• CHALLENGE
Return all of the entries exactly as written.

• SUPPLIED RECORDS

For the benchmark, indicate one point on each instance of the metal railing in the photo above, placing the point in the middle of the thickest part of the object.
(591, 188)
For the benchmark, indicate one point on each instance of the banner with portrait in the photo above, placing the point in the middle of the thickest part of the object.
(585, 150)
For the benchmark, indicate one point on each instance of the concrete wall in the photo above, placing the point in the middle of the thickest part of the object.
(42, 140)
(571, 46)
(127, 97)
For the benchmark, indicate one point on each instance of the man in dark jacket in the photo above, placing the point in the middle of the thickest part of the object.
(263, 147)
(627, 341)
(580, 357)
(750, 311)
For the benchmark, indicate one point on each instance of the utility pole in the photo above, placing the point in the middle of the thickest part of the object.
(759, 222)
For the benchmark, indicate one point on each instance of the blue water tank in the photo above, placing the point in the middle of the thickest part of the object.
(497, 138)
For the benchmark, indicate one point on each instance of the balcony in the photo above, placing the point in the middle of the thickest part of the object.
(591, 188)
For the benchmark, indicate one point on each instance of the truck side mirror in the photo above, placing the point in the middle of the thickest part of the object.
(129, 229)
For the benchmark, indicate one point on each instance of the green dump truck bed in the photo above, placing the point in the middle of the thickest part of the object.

• THE COMPLETED TASK
For the benchmark, indicate one point on each instance of the metal railing in the photo above, placing the point in the middle of the thickest part of the object.
(591, 188)
For the benchmark, indicate one point on each instance of the banner with portrait in the photo above, placing the point in the middle of the thickest part of the object.
(585, 150)
For the benchmark, indicate one point on each instance of the concrete wall in the photo above, placing the point in the middle of the thickest part of the object.
(42, 140)
(571, 46)
(127, 97)
For the benchmark, indicate one point on each instance of the man in dark jacket in the photo above, placing the point in the middle of the thickest part of the object.
(263, 147)
(627, 341)
(580, 357)
(750, 311)
For the benchmark, indicate one point on each instance of the utility pole in the photo above, placing the point in the middle of the thickest part of the object.
(759, 222)
For the benchmark, indicate one point on each instance of the blue water tank in the photo above, placing the point in the middle of the thickest part of the object.
(497, 138)
For the benchmark, indicate one point on each instance of the balcony in the photo above, placing the point in the middle of the thickest part of the object.
(591, 188)
For the benchmark, indicate one point on each instance of the truck side mirror in the photo above, placing the point in the middle of the thickest part of the object.
(129, 229)
For the benchmark, indicate one point on each instance of the green dump truck bed in the photo above, placing the point in the middle of the thickest part of the object.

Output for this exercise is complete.